▸ **Selected extract**
------------------------------------------------------------------------
Business

Markets hold nerve after US Fed action

Indian equities, currency and bond markets heaved a sigh of relief, along with other global markets, following the US Federal Reserve’s dovish statement and its indication it wouldn’t rush to raise interest rates from their current near-zero levels.

Stock markets, however, failed to hold on to gains as investors turned edgy due to the lack of positive domestic triggers and weak earnings forecast. The rupee, however, ended higher against the greenback, though the gains were trimmed as the Reserve Bank of India (RBI) was seen intervening via state-run banks to mop up dollars.

The Fed on Wednesday dropped the pledge to remain “patient” in its outlook towards monetary tightening, paving the way to end the ultra-low-interest-rate era.

However, most global markets, which had turned cautious ahead of the Fed meeting, cheered the US central bank’s decision to tread cautiously in tightening monetary policy due to weakened growth and inflation forecast in the world’s biggest economy. Following the Fed’s overnight statement, the benchmark Sensex, too, gained more than 350 points, or 1.2 per cent, the rupee climbed to a two-week high and yields on the 10-year benchmark Indian government bonds softened.
------------------------------------------------------------------------
▸ **Dataset records**

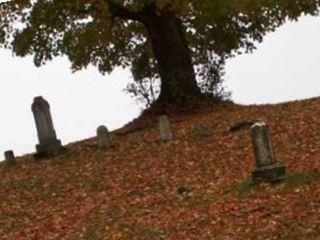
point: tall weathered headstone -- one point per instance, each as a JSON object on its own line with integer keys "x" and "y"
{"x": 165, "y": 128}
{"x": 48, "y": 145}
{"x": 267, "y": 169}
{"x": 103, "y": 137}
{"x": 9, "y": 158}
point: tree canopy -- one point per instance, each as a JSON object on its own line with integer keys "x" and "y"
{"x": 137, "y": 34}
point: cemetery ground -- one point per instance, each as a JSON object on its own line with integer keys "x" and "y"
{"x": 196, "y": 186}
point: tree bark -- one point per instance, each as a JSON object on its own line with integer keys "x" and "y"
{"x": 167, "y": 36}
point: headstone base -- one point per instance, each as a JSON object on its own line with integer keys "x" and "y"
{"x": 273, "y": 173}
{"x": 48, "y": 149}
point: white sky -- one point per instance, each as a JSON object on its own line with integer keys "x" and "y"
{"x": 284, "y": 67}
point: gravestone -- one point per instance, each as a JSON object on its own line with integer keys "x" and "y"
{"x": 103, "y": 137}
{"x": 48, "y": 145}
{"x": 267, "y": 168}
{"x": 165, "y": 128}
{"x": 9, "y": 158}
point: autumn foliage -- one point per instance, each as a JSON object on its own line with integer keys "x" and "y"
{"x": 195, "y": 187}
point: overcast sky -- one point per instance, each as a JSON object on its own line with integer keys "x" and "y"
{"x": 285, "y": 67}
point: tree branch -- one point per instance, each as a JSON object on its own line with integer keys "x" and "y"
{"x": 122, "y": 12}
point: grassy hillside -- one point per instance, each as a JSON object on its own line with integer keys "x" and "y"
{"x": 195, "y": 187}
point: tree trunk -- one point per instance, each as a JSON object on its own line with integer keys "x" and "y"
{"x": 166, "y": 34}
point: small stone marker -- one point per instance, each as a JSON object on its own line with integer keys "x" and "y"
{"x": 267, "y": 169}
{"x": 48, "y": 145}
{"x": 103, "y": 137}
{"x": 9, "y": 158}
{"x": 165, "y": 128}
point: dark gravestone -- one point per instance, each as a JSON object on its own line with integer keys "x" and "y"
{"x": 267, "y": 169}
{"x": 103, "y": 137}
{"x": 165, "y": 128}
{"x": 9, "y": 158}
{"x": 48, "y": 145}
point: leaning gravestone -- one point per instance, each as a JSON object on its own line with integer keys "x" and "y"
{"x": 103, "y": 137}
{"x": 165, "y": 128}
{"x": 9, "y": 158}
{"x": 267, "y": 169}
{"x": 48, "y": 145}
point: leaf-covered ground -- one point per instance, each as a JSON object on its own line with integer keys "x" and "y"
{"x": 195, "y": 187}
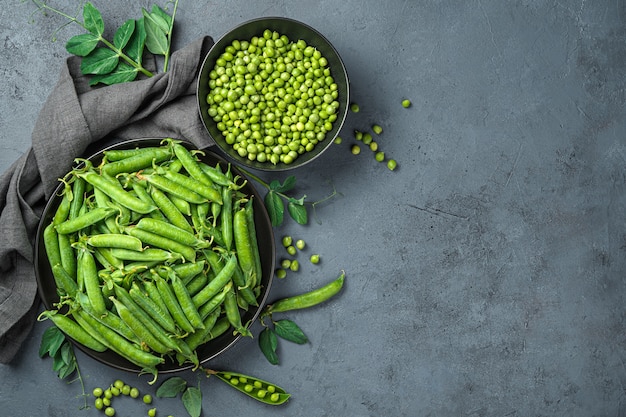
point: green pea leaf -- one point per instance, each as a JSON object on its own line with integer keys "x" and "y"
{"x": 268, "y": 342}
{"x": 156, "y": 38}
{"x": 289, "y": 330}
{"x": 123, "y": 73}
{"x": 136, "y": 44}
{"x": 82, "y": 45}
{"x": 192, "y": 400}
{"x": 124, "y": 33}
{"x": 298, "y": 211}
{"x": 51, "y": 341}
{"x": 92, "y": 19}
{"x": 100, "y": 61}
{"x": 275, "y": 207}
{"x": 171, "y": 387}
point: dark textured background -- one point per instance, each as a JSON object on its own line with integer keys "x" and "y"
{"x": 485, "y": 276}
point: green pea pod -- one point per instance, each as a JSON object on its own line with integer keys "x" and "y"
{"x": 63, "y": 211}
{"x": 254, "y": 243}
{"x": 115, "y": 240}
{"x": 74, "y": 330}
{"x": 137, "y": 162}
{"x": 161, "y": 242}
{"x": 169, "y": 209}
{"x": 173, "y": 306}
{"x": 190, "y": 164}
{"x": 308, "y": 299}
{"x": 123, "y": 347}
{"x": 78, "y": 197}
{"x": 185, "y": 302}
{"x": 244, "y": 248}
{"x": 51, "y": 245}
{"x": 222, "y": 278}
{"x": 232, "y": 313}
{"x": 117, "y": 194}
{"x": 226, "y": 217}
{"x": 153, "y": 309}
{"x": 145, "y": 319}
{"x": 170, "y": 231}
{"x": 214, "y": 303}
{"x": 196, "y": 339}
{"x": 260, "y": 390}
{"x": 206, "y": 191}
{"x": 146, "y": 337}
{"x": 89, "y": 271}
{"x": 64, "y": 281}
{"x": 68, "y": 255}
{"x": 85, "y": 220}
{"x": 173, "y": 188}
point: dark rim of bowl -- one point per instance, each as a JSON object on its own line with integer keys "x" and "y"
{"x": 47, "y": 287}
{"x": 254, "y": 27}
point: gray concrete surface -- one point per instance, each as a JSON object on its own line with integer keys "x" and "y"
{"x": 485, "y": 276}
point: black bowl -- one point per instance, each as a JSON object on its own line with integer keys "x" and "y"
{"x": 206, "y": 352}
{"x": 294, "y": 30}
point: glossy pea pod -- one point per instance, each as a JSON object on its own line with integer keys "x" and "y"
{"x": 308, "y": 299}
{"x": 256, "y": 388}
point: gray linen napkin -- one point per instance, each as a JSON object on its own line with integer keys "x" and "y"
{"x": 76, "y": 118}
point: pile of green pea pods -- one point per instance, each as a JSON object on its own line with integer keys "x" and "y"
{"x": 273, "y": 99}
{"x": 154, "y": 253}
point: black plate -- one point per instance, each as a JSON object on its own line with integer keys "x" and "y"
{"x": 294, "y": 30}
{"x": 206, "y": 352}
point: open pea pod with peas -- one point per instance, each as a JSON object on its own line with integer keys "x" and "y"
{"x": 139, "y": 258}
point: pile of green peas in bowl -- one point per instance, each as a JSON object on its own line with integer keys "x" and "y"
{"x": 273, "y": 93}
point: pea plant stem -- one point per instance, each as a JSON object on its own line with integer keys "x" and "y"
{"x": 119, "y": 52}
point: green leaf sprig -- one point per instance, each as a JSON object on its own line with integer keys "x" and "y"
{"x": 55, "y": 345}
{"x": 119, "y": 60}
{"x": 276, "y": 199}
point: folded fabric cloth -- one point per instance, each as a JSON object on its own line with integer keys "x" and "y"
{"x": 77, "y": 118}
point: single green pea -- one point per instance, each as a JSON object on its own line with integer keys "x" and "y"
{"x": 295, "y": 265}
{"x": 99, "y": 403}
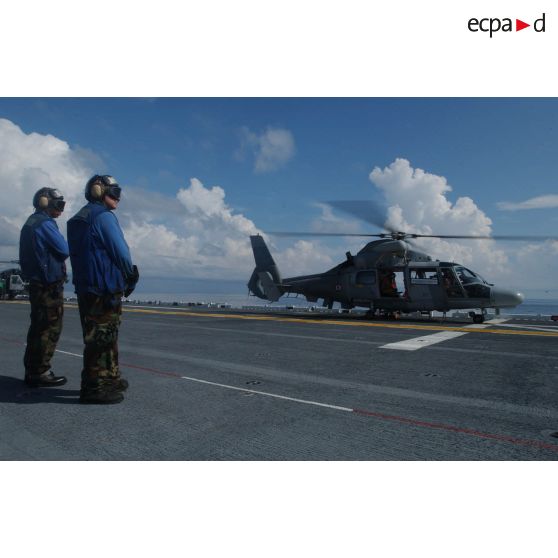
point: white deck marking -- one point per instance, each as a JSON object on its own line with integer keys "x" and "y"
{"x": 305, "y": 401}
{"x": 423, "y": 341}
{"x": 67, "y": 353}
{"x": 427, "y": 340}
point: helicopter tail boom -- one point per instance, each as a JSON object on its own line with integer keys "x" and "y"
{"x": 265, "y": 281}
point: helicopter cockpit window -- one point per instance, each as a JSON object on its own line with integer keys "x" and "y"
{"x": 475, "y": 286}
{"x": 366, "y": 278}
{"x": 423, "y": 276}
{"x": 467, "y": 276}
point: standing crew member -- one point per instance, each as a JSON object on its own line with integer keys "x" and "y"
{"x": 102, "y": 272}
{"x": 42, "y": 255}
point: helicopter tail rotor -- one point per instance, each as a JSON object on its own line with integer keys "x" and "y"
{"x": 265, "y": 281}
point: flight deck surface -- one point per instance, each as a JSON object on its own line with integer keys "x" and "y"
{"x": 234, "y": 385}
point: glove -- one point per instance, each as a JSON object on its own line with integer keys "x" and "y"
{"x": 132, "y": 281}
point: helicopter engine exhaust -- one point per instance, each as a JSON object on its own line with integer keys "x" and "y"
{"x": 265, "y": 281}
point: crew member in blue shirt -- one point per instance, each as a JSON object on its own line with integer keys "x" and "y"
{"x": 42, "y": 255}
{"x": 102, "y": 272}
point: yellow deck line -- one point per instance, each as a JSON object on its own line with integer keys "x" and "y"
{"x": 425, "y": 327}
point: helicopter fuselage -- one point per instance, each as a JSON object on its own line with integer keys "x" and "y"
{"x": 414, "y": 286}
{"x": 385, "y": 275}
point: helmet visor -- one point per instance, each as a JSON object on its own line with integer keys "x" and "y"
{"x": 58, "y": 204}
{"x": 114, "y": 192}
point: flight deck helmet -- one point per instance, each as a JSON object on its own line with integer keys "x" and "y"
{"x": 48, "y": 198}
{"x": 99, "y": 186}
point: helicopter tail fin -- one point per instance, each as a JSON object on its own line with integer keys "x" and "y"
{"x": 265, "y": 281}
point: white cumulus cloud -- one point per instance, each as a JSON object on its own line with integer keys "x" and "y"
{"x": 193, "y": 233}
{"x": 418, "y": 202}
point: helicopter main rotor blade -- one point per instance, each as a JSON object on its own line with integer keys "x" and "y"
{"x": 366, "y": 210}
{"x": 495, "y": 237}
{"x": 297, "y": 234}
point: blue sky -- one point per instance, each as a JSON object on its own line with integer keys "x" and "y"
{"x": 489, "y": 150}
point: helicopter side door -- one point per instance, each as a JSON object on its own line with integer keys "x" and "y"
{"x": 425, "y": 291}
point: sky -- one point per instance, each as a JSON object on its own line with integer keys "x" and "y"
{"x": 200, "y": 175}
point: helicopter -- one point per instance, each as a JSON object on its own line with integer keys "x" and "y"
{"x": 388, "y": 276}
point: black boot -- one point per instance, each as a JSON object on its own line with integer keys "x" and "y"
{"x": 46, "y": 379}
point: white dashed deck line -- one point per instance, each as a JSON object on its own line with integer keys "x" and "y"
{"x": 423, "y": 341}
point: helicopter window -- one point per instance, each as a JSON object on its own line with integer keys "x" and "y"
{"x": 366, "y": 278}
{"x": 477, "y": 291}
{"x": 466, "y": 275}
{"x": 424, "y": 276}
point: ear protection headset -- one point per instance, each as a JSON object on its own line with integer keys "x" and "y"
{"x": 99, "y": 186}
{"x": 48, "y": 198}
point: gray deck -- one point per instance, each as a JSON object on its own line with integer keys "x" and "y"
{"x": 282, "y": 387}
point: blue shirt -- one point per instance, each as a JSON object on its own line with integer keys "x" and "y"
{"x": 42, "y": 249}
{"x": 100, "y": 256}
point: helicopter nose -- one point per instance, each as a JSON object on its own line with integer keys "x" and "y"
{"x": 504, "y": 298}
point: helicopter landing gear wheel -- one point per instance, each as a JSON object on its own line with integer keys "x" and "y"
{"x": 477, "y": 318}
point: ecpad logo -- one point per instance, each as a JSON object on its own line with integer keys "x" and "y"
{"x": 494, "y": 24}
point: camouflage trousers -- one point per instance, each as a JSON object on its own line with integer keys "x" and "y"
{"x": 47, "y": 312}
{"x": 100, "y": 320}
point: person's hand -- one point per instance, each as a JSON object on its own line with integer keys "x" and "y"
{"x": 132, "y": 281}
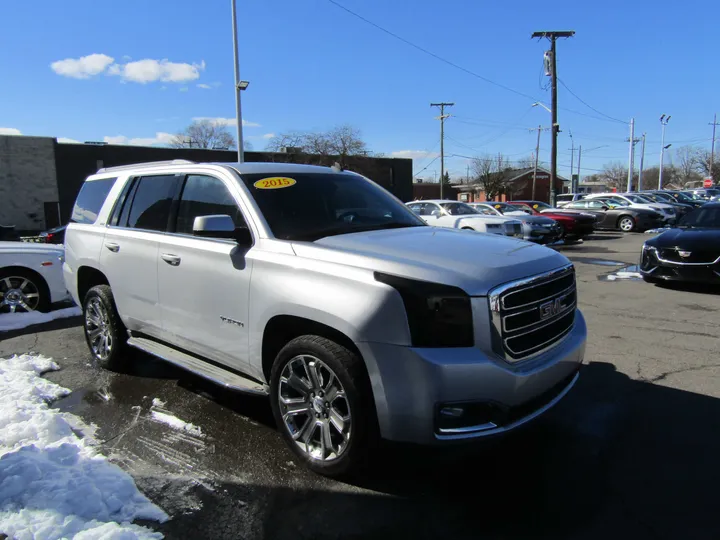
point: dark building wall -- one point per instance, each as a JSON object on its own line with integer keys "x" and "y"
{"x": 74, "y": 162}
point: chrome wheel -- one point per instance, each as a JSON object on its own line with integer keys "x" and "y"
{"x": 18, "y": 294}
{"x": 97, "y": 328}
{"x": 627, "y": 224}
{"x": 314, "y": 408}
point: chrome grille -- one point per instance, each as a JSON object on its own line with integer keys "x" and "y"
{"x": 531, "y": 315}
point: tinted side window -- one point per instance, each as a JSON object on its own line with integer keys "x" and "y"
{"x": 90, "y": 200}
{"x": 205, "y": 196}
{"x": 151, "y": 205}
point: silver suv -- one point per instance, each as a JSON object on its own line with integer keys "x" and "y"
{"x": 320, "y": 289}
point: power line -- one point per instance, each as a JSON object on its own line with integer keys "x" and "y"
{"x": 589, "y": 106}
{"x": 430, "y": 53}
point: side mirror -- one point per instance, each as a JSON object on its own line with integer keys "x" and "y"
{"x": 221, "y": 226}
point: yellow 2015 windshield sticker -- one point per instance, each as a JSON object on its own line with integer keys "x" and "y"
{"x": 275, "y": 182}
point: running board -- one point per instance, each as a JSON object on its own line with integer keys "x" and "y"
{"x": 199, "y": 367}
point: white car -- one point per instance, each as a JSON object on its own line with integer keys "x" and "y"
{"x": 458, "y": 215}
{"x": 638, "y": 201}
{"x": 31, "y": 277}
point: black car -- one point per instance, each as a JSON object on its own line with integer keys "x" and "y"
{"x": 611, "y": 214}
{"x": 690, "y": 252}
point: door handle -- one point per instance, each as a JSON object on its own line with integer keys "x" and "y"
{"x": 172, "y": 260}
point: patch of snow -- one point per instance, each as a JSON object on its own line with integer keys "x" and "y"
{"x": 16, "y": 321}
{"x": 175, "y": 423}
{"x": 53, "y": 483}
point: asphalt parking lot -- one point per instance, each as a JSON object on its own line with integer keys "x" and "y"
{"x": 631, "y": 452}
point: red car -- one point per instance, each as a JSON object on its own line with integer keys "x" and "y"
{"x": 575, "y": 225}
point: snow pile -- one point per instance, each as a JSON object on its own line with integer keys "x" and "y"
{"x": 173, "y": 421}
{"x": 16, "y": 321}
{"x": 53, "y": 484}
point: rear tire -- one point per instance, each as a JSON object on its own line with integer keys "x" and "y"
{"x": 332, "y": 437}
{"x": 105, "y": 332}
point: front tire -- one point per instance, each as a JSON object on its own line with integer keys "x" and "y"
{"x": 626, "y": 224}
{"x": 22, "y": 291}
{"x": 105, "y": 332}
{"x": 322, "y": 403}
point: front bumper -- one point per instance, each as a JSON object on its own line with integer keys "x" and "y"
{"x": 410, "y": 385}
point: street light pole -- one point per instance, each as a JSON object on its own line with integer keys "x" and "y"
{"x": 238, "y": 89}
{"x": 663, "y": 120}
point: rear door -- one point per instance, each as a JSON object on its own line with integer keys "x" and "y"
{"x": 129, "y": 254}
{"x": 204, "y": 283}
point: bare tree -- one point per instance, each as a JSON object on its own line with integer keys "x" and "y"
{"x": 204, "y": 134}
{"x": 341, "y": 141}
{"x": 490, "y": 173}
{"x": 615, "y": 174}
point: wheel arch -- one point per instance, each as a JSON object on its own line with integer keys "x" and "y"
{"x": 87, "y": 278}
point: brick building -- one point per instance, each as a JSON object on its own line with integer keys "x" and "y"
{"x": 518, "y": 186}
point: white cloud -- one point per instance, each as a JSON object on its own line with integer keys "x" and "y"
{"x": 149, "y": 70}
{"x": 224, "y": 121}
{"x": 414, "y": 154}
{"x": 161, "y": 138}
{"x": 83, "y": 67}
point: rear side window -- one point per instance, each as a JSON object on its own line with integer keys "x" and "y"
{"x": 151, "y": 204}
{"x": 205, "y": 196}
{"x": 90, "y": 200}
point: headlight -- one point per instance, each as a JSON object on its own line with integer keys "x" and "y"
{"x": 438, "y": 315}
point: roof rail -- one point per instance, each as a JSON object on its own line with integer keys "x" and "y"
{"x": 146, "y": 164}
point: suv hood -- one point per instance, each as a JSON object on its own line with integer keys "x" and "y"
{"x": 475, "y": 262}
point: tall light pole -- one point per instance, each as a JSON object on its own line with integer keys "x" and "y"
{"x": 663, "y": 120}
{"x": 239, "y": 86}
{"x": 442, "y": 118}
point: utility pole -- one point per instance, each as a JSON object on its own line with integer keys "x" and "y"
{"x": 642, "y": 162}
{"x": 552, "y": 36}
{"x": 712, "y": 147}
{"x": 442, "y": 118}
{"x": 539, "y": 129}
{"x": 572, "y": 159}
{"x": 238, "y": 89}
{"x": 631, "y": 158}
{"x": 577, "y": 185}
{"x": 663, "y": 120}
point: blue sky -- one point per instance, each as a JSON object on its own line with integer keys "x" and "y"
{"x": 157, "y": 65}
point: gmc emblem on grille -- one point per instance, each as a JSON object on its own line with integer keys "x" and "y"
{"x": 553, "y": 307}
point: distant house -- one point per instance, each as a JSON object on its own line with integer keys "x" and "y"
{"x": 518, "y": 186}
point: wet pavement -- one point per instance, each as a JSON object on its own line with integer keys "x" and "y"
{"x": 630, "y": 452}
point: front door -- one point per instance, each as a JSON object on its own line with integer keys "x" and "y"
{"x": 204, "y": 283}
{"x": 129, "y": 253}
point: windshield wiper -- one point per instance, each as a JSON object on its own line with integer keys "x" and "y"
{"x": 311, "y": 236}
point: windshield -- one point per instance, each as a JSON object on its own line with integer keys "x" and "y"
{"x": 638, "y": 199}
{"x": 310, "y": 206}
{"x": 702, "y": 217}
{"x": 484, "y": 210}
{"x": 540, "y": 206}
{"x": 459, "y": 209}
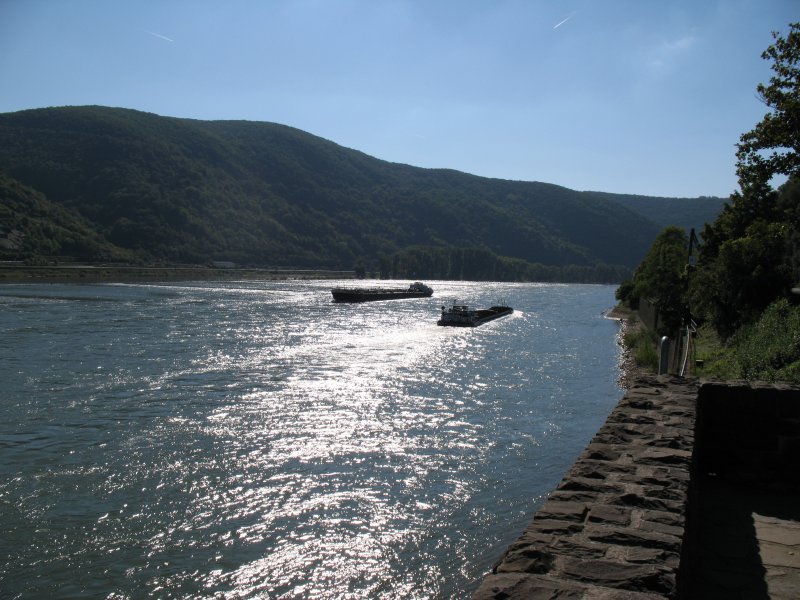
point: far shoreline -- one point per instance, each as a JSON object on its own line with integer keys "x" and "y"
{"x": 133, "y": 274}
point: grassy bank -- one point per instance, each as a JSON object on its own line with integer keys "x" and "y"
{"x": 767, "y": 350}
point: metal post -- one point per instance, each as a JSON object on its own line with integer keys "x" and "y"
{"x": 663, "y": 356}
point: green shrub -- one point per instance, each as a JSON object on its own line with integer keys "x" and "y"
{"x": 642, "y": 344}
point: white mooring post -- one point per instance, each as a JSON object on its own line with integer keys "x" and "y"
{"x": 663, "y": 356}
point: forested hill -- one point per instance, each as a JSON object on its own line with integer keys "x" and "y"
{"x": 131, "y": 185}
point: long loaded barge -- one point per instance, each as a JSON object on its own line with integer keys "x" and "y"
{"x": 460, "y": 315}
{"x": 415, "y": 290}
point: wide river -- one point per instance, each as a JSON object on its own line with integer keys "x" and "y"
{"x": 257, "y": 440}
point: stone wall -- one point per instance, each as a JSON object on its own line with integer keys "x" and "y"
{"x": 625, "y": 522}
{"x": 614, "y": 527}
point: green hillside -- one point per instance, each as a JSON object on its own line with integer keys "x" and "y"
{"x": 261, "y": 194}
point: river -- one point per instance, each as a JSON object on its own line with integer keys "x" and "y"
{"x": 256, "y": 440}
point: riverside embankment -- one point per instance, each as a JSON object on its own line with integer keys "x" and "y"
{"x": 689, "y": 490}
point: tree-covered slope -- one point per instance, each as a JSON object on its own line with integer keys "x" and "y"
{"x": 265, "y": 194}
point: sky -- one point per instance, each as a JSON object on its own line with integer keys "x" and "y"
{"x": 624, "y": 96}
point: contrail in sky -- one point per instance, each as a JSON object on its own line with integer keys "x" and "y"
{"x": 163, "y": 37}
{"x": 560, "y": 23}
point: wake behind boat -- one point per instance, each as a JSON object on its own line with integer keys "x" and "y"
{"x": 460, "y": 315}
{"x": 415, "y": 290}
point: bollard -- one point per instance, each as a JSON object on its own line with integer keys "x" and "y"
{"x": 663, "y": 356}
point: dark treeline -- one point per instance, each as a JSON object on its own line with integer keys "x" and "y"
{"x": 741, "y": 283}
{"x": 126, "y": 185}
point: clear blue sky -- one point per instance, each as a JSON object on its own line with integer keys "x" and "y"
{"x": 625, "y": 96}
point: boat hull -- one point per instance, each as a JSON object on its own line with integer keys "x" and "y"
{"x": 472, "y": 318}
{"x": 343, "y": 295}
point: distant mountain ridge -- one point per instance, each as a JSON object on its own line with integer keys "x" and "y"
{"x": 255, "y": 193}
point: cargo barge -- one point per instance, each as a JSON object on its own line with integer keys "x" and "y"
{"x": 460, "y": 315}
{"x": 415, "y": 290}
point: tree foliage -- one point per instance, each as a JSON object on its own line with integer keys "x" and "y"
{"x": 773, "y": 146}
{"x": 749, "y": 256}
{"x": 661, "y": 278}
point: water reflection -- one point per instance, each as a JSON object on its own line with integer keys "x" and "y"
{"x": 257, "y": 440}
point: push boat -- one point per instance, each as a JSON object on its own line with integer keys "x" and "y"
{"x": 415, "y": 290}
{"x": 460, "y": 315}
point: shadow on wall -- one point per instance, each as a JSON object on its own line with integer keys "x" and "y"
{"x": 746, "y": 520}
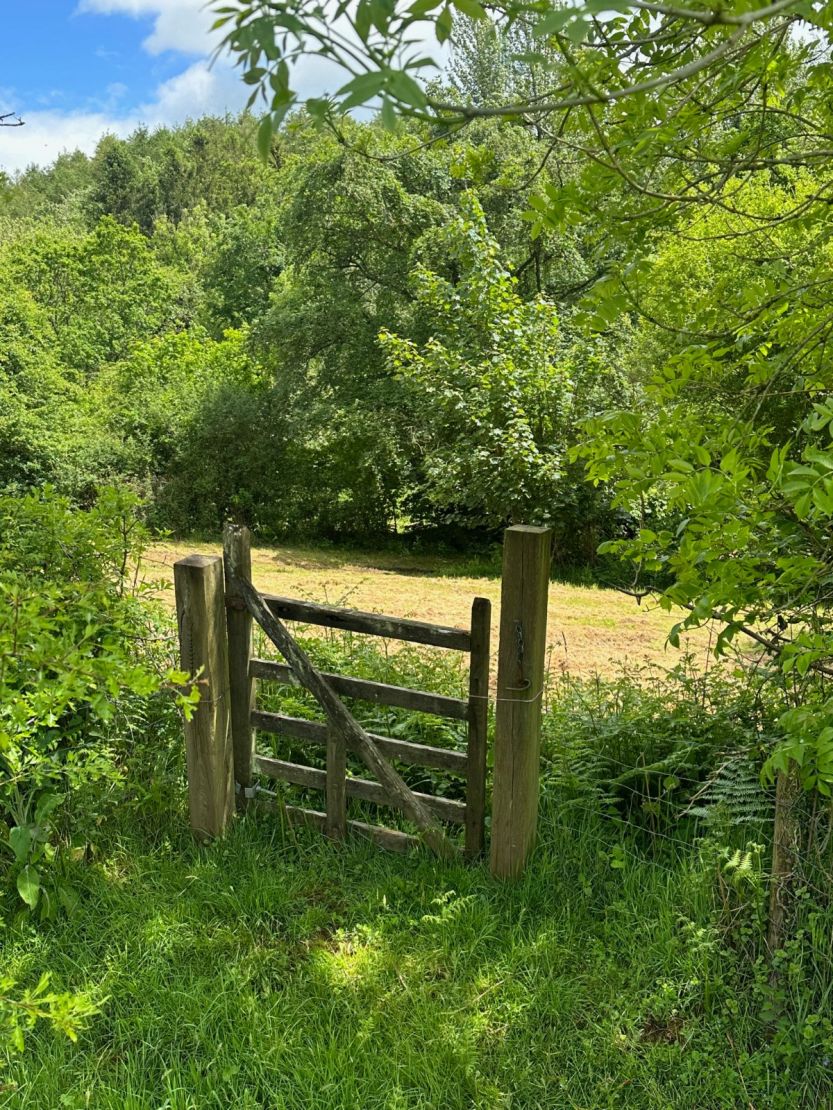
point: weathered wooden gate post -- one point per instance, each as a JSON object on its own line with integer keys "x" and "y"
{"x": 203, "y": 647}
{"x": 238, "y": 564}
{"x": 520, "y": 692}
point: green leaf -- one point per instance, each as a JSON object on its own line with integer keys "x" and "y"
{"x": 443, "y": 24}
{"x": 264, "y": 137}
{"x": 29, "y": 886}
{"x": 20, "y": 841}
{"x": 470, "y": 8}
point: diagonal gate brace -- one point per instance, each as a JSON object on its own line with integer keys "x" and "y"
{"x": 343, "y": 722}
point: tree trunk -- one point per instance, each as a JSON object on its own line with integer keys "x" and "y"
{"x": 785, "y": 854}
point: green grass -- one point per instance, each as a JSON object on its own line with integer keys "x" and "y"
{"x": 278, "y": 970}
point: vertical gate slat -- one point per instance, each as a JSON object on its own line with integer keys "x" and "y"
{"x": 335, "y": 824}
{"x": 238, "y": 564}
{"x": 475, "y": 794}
------------------------------------------------------------------------
▸ **Questions to answer**
- A) According to the markets article, what pledge did the Fed drop on Wednesday?
- B) Copy out everything in the markets article from "Indian equities, currency" down to "mop up dollars.".
Use only the markets article to respond.

▸ **Responses by task**
- A) It dropped its pledge to remain "patient" in its outlook toward monetary tightening.

- B)
Indian equities, currency and bond markets heaved a sigh of relief, along with other global markets, following the US Federal Reserve’s dovish statement and its indication it wouldn’t rush to raise interest rates from their current near-zero levels.

Stock markets, however, failed to hold on to gains as investors turned edgy due to the lack of positive domestic triggers and weak earnings forecast. The rupee, however, ended higher against the greenback, though the gains were trimmed as the Reserve Bank of India (RBI) was seen intervening via state-run banks to mop up dollars.